■ **Objective**: What follows is a listing to be transcribed exactly.

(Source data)
——

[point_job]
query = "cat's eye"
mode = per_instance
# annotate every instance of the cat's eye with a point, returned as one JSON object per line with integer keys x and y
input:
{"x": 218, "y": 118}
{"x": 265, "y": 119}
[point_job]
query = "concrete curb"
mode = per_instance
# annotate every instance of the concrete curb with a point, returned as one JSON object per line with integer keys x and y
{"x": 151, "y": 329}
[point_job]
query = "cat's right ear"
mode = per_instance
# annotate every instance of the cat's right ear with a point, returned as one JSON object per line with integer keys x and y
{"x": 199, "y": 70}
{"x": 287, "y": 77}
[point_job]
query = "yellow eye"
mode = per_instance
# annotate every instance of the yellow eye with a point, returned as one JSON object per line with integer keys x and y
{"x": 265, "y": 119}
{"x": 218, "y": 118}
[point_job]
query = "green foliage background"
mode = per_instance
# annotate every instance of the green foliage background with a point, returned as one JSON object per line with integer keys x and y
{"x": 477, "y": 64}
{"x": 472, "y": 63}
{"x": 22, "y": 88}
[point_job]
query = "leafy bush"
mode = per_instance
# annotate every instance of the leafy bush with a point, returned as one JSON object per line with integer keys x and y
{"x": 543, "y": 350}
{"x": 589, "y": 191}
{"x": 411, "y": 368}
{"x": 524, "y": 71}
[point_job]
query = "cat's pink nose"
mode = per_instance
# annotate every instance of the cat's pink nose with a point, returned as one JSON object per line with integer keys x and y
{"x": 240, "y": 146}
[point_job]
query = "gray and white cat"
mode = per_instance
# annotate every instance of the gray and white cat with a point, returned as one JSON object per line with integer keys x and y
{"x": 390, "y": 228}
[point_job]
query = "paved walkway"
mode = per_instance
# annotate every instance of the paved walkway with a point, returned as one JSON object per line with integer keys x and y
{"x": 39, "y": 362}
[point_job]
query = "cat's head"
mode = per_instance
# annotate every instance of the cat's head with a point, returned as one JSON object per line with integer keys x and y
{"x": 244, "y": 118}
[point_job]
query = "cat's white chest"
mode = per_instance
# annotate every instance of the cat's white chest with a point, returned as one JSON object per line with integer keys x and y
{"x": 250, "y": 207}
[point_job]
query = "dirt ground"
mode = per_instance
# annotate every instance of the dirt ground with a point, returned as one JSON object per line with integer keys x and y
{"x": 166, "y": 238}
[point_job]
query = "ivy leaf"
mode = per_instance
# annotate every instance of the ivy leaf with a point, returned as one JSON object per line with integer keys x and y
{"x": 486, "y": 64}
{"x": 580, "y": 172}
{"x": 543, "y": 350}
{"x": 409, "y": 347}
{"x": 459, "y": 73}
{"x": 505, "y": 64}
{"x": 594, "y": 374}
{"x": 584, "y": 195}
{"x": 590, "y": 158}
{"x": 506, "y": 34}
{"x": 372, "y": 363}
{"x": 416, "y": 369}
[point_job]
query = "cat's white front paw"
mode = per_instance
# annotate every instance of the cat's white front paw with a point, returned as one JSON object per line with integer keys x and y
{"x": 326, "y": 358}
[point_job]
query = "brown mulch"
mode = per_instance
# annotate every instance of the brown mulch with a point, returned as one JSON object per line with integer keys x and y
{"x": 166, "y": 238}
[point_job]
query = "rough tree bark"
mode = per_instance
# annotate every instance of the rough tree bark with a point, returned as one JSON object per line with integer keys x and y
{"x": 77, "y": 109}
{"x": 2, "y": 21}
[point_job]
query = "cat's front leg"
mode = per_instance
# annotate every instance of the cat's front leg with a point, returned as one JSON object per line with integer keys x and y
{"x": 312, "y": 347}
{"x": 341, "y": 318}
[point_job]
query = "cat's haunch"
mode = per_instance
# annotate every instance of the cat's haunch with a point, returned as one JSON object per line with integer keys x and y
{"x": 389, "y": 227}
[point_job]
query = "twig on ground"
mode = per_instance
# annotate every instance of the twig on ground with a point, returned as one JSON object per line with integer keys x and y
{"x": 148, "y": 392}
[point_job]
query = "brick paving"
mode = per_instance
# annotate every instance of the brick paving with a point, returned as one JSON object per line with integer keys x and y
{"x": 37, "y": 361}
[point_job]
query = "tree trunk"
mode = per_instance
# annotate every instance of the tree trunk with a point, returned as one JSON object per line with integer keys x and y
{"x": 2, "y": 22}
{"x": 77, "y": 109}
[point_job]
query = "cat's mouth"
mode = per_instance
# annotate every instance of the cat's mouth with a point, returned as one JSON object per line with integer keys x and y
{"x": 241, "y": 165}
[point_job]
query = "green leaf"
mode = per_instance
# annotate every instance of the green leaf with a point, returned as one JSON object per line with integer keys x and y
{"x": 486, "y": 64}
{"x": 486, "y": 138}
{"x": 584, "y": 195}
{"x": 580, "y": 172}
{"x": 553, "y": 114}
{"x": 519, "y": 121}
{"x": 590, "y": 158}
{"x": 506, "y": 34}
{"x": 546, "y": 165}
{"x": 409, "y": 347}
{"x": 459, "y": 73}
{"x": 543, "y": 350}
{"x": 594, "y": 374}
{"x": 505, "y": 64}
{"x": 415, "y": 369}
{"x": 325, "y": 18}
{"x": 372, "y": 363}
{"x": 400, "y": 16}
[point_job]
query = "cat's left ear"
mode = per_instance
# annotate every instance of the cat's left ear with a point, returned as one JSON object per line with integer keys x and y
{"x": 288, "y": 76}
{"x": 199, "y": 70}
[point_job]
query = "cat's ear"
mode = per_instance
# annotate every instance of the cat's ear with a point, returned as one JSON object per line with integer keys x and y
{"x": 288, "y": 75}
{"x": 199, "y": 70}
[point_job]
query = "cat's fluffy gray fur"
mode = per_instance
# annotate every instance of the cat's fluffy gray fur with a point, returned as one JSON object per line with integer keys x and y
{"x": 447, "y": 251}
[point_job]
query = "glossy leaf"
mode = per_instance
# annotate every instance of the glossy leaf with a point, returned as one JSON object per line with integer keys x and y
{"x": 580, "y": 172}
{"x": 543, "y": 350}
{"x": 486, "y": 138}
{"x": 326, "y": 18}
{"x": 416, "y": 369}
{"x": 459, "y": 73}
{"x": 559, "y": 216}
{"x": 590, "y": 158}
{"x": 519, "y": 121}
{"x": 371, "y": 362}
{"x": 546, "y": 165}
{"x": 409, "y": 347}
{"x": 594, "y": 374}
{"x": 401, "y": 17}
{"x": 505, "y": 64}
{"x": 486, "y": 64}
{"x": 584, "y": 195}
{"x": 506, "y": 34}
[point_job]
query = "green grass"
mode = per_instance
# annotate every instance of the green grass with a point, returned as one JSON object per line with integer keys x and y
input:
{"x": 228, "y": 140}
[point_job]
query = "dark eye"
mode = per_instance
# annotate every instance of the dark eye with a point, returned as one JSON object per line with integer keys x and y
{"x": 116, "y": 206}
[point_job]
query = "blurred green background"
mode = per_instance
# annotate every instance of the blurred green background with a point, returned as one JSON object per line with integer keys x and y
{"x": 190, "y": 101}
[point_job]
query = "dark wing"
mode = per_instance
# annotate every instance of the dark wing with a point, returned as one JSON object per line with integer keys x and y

——

■ **Problem solution**:
[point_job]
query = "cat's eye"
mode = per_instance
# annotate every instance of the cat's eye with a point, returned as one JSON object per line with integer keys x and y
input:
{"x": 218, "y": 118}
{"x": 265, "y": 119}
[point_job]
query = "concrete curb"
mode = per_instance
# annotate every instance of the concrete curb with a point, returned as one JSON object per line with integer keys x and y
{"x": 151, "y": 329}
[point_job]
query = "cat's right ear"
mode = per_instance
# annotate every instance of the cat's right ear with a point, returned as one JSON object per line with integer keys x and y
{"x": 199, "y": 70}
{"x": 287, "y": 77}
[point_job]
query = "yellow eye"
mode = per_instance
# annotate every instance of the yellow eye with a point, returned as one JSON object per line with integer keys x and y
{"x": 265, "y": 119}
{"x": 218, "y": 118}
[point_job]
query = "green foliage background"
mode = per_instance
# annotate every instance of the green foliage background with a point, returned as one JSON object per line with integer keys x and y
{"x": 477, "y": 64}
{"x": 472, "y": 63}
{"x": 22, "y": 88}
[point_job]
query = "leafy bush"
mode = per_instance
# annotate every instance of the leafy bush with a point, returned as one JSON object per line with integer keys x and y
{"x": 543, "y": 350}
{"x": 589, "y": 191}
{"x": 411, "y": 368}
{"x": 524, "y": 71}
[point_job]
query = "cat's pink nose"
mode = per_instance
# annotate every instance of the cat's pink nose with a point, returned as one JSON object per line with integer keys x and y
{"x": 240, "y": 146}
[point_job]
query = "gray and white cat"
mode = per_instance
# annotate every instance of the gray and white cat with a point, returned as one JSON object per line with integer keys x and y
{"x": 390, "y": 228}
[point_job]
query = "paved walkway"
mode = per_instance
# annotate every instance of the paved walkway with a point, returned as one JSON object per line with integer keys x and y
{"x": 39, "y": 362}
[point_job]
query = "cat's head"
mode = per_instance
# annotate every instance of the cat's head with a point, returned as one JSON object per line with integer keys x and y
{"x": 244, "y": 118}
[point_job]
query = "cat's white chest"
mode = per_instance
# annotate every instance of the cat's white chest with a point, returned as one JSON object per line with integer keys x and y
{"x": 250, "y": 207}
[point_job]
query = "dirt ground"
mode = per_instance
# annotate every instance of the dirt ground with a point, returned as one JSON object per line with integer keys x and y
{"x": 166, "y": 238}
[point_job]
query = "ivy leaf"
mode = per_instance
# annotate every instance of the ivy leaf with a point, returned as one JSON object per line with integer keys x and y
{"x": 486, "y": 64}
{"x": 580, "y": 172}
{"x": 543, "y": 350}
{"x": 409, "y": 347}
{"x": 459, "y": 73}
{"x": 505, "y": 64}
{"x": 594, "y": 374}
{"x": 584, "y": 195}
{"x": 590, "y": 158}
{"x": 506, "y": 34}
{"x": 372, "y": 363}
{"x": 416, "y": 369}
[point_job]
query = "cat's white front paw"
mode = per_instance
# annotate every instance of the cat's white front paw with a point, returned as one JSON object per line with integer keys x and y
{"x": 326, "y": 358}
[point_job]
query = "brown mulch"
mode = per_instance
# annotate every instance of the brown mulch with a point, returned as one JSON object per line with integer keys x and y
{"x": 166, "y": 238}
[point_job]
query = "rough tree bark"
mode = per_instance
# annotate every instance of the rough tree bark with a point, returned as one JSON object per line with integer keys x and y
{"x": 77, "y": 109}
{"x": 2, "y": 21}
[point_job]
query = "cat's front leg"
mode = per_instance
# annotate every instance of the cat's front leg with a point, returned as one JSON object per line with integer keys x and y
{"x": 312, "y": 347}
{"x": 341, "y": 318}
[point_job]
query = "cat's haunch"
mode = per_instance
# annotate every instance of the cat's haunch with a point, returned as one JSON object per line with integer keys x and y
{"x": 389, "y": 227}
[point_job]
query = "twig on ground"
mode = per_instance
# annotate every instance of the twig on ground with a point, returned as one JSON object per line with integer keys x and y
{"x": 148, "y": 392}
[point_job]
query = "brick paving"
mode = per_instance
# annotate every instance of the brick paving with a point, returned as one JSON object per line with integer keys x and y
{"x": 37, "y": 361}
[point_job]
query = "tree trunk"
mode = per_instance
# annotate every instance of the tree trunk with a point, returned as one JSON object per line with integer keys x and y
{"x": 2, "y": 22}
{"x": 77, "y": 109}
[point_job]
query = "cat's mouth"
mode = per_instance
# annotate every instance of the cat's mouth with a point, returned as one JSON object per line with integer keys x and y
{"x": 241, "y": 165}
[point_job]
query = "green leaf"
mode = per_instance
# annotate every instance of the green leaf with a point, returned as one JSON object per line with integer keys x and y
{"x": 486, "y": 64}
{"x": 486, "y": 138}
{"x": 584, "y": 195}
{"x": 580, "y": 172}
{"x": 553, "y": 114}
{"x": 519, "y": 121}
{"x": 590, "y": 158}
{"x": 506, "y": 34}
{"x": 546, "y": 165}
{"x": 409, "y": 347}
{"x": 459, "y": 73}
{"x": 543, "y": 350}
{"x": 594, "y": 374}
{"x": 505, "y": 64}
{"x": 415, "y": 369}
{"x": 325, "y": 18}
{"x": 372, "y": 363}
{"x": 400, "y": 16}
[point_job]
query = "cat's left ear"
mode = per_instance
# annotate every instance of the cat's left ear with a point, returned as one JSON object per line with integer keys x and y
{"x": 288, "y": 76}
{"x": 199, "y": 70}
[point_job]
query = "cat's ear"
mode = per_instance
# annotate every instance of the cat's ear with a point, returned as one JSON object per line with integer keys x and y
{"x": 288, "y": 75}
{"x": 199, "y": 70}
[point_job]
query = "cat's fluffy gray fur"
mode = per_instance
# annotate every instance of the cat's fluffy gray fur with a point, returned as one JSON object per line with integer keys x and y
{"x": 447, "y": 251}
[point_job]
query = "glossy leaf"
mode = per_instance
# annotate every instance of the glossy leaf with a point, returned as one JSON object per line with integer keys x and y
{"x": 580, "y": 172}
{"x": 543, "y": 350}
{"x": 486, "y": 138}
{"x": 326, "y": 18}
{"x": 416, "y": 369}
{"x": 459, "y": 73}
{"x": 559, "y": 216}
{"x": 590, "y": 158}
{"x": 519, "y": 121}
{"x": 371, "y": 362}
{"x": 546, "y": 165}
{"x": 409, "y": 347}
{"x": 594, "y": 374}
{"x": 401, "y": 17}
{"x": 505, "y": 64}
{"x": 486, "y": 64}
{"x": 584, "y": 195}
{"x": 506, "y": 34}
[point_job]
query = "green grass"
mode = per_instance
# annotate every instance of the green grass with a point, returned as one JSON object per line with integer keys x and y
input:
{"x": 228, "y": 140}
[point_job]
query = "dark eye"
mode = per_instance
# annotate every instance of the dark eye with a point, returned as one JSON object per line with integer keys x and y
{"x": 116, "y": 206}
[point_job]
query = "blurred green background"
mode = per_instance
# annotate every instance of the blurred green background with a point, returned as one JSON object per line with integer keys x and y
{"x": 190, "y": 101}
[point_job]
query = "dark wing"
mode = per_instance
# annotate every instance of the dark wing with a point, returned as one JSON object per line with integer keys x and y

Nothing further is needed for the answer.